I Kiss sono quelli mascherati. Lui è The Demon, Paul Stanley è Starchild, gli altri due (attualmente Thommy Thayer ed Eric Singer) sono The Spaceman e The Catman. Il teatro kabuki incontra il rock duro. I Kiss sono glam con i muscoli, le zeppe, le vampate di fuoco, le esagerazioni da circo. Ormai sono un brand planetario che, grazie a un furbissimo merchandising, finora ha fruttato miliardi di dollari e garantisce concerti a ogni latitudine. Stavolta partono da Mosca, due settimane dopo saranno in Italia (il 15 a Torino e il 16 a Bologna) e, come sempre, stupiranno anche chi li segue da quando arrivarono in Italia con gli Iron Maiden a fine agosto 1980. Nel frattempo è cambiato tutto. Ma loro no.
Però scusi, mister Simmons, a 67 anni non sarà facile suonare e cantare vestiti come voi.
«Mi sta facendo un complimento visto che i Rolling Stones sono più o meno vecchi come noi ma sul palco usano solo jeans e tshirt?».
Dopotutto loro dicono che «it’s only rock’n’roll», è solo rock’n’roll.
«Tutti noi viviamo seguendo quella legge lì».
Ma è facile a quasi 70 anni?
«Per nulla, anzi. Andiamo in scena coperti di pelle e con scarpe che ci alzano anche di 20 cm. Suonare il basso, cantare e muoversi sul palco è complicato».
Però ce la fate.
«Noi siamo la band che fatica di più al mondo. Il segreto? Niente droga e niente alcol».
Detto da un rockettaro che arriva dagli anni Settanta è un po’ strano.
«Eppure è così. Mai preso droga e al massimo bevo una birra. Chiunque nella band è tenuto a seguire questa regola».
In passato non erano tutti d’accordo.
«Difatti sono stati allontanati. Da Vinnie Vincent ad Ace Frehley fino a Peter Criss, non ci sono eccezioni nella regola dei Kiss».
Però Frehley e Criss sono tornati.
«Ace all’apparenza sembrava pulito. Ma una sera lo abbiamo trovato per terra ubriaco fradicio. Da quel momento è fuori e non tornerà più. In fondo quante opportunità ti dà la vita? Una o al massimo due. Lui se l’è giocate entrambe».

*Esercizi da svolgere:*
1) Rispondi a queste domande sull'intervista sui Kiss:
(a) In quali città italiane suoneranno i Kiss e in quali giorni?
(b) Qual è il segreto della band, secondo l'intervistato?
(c) Di quanto possono alzarli le scarpe che indossano sul palco?
2) Riassumi l'intervista sui Kiss in due frasi.
3) Prosegui l'intervista sui Kiss dopo l'ultima risposta riportata.

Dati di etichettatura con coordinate

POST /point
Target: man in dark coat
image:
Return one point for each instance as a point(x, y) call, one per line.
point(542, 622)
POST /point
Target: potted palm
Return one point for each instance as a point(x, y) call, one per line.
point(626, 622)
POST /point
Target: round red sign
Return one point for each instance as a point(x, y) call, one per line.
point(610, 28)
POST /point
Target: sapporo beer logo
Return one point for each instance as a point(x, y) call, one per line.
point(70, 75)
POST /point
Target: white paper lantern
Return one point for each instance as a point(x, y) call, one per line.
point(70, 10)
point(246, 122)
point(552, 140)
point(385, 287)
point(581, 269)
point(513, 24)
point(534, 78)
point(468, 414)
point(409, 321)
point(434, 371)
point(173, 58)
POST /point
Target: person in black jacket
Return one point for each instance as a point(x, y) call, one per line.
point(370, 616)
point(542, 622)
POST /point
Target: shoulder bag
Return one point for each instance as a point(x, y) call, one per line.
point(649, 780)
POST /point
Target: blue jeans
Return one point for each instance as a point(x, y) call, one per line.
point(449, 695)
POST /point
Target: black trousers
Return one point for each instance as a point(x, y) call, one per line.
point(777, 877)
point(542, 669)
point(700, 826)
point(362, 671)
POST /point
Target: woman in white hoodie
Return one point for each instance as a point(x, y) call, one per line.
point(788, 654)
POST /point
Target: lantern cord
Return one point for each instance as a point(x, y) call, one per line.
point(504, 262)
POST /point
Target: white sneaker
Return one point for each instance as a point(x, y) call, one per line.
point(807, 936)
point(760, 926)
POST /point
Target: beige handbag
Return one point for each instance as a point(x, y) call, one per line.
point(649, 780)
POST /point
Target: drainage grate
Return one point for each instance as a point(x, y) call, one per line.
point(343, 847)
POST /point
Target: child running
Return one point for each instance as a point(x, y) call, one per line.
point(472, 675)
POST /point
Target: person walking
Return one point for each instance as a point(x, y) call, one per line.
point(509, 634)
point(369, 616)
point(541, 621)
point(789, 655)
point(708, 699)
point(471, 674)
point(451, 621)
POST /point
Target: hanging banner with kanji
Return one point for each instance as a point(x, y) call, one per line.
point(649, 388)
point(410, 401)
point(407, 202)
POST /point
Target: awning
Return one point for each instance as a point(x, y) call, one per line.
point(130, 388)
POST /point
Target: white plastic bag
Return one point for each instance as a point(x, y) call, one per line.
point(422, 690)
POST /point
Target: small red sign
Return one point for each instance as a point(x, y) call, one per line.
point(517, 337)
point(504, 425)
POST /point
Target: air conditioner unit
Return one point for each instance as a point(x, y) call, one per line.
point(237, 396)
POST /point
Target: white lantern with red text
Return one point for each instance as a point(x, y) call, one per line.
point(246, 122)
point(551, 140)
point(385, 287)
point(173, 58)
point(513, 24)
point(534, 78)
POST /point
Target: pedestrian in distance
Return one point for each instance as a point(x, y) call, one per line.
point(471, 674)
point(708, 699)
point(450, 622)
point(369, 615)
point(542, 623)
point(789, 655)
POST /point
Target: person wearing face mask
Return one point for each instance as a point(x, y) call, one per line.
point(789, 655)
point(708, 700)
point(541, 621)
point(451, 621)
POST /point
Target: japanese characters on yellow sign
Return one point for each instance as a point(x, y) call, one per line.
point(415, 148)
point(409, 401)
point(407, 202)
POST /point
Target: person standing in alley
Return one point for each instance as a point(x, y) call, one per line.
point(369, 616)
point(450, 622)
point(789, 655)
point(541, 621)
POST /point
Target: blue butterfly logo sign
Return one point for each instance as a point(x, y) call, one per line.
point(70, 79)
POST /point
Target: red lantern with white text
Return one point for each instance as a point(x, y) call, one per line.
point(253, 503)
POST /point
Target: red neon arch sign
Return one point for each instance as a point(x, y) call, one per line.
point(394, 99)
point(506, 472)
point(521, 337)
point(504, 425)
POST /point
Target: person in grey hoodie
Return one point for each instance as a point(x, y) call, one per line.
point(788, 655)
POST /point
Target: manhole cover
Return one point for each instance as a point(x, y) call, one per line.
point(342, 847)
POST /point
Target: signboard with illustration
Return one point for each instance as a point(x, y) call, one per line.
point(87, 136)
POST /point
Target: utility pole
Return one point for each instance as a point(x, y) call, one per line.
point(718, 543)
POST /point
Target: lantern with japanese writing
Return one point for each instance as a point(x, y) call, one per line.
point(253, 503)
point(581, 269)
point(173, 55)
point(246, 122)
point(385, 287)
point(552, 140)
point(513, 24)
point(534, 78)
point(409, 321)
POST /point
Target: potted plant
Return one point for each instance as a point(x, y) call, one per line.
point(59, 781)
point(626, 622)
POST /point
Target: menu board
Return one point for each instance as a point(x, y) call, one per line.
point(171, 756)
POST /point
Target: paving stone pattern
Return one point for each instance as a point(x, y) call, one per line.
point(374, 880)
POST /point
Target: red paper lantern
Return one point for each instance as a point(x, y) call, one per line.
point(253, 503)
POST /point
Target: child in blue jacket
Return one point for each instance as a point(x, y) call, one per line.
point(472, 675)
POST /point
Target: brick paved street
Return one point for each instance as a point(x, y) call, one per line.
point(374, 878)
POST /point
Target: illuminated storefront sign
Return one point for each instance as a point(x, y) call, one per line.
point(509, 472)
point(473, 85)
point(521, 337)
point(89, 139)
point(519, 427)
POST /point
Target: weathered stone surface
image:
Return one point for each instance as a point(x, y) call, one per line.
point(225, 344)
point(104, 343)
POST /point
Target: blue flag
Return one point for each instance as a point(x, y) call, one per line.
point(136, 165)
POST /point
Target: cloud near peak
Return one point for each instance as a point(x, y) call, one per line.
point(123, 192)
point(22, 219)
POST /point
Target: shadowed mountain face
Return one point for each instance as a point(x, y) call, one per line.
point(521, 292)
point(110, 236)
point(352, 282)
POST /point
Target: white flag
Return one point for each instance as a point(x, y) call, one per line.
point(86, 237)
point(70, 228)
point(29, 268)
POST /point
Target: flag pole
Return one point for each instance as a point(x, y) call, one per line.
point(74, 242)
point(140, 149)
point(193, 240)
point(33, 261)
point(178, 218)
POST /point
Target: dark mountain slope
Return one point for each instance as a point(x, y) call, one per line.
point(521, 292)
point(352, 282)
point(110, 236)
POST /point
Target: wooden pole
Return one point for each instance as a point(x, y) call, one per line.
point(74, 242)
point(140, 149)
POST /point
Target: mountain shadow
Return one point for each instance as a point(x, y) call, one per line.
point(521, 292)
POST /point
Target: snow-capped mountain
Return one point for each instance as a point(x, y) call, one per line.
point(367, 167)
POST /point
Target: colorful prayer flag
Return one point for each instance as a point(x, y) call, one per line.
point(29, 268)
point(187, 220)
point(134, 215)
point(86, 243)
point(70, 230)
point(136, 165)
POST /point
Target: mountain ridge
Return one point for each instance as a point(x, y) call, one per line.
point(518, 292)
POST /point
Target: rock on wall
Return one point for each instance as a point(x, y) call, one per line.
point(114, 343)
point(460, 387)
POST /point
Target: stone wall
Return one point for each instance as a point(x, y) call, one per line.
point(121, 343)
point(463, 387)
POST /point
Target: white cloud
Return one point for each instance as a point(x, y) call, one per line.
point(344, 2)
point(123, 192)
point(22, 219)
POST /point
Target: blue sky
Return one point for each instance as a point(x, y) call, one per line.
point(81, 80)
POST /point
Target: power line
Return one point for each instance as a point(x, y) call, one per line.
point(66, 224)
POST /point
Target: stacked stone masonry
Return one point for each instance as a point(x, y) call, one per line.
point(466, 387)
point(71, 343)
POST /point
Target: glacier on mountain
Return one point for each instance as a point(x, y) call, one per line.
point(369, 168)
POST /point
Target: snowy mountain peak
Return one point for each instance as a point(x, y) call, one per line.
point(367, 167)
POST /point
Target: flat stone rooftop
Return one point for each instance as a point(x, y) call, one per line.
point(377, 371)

*Risposte per esercizio:*
1)
(a) A Torino il 15 e a Bologna il 16.
(b) Niente droga e niente alcol.
(c) Fino a 20 cm.

2) I Kiss, band mascherata che unisce il teatro kabuki e il rock duro, partono in tour da Mosca e due settimane dopo suoneranno a Torino e a Bologna. Nell'intervista Simmons spiega che esibirsi coperti di pelle e su scarpe altissime è faticoso e che la regola della band, niente droga e niente alcol, ha portato all'allontanamento di chi non la rispettava, come Ace Frehley.

3)
I Kiss giocano senza barare.
«Vuol dire che non usiamo trucchi? E’ vero. Dal vivo si ascolta soltanto ciò che suoniamo noi. In pochi lo fanno, gli Ac/Dc e i Metallica, per dire».
E gli U2?
«Scusi ma tutti sanno che dal vivo non puoi avere tutti quei suoni usando una sola chitarra. E’ ovvio che abbiano bisogno di un aiuto tecnologico oppure di qualche musicista dietro le quinte. Noi siamo della scuola Beatles: siamo quello che suoniamo, nient’altro».
Stavolta cosa suonate?
«Ci saranno molti effetti speciali inediti. E qualche brano che non suoniamo da tanto tempo. Però la scaletta sarà concentrata specialmente sui nostri classici».
Qualcuno pensa che sia solo un modo di sfruttare la nostalgia dei vecchi fan.
«Sbagliatissimo. A ogni concerto ci sono fan che non ci hanno mai visto prima. Magari vengono con i genitori oppure con i nonni, ma hanno comunque diritto di ascoltare i brani che ci hanno resi famosi come Love gun, Detroit rock city o I was made for loving you. Se fossi un fan dei Rolling Stones e loro al concerto non suonassero Satisfaction, mi arrabbierei moltissimo, lei no?».
Insieme a loro, siete tra le band più longeve della storia.
«Forse anche loro, come noi, quando si sono formati non avevano una missione ma soltanto un sogno: dimostrare che era possibile vivere di musica. Soltanto dopo provi a dimostrare di poterti giocare un posto nella storia».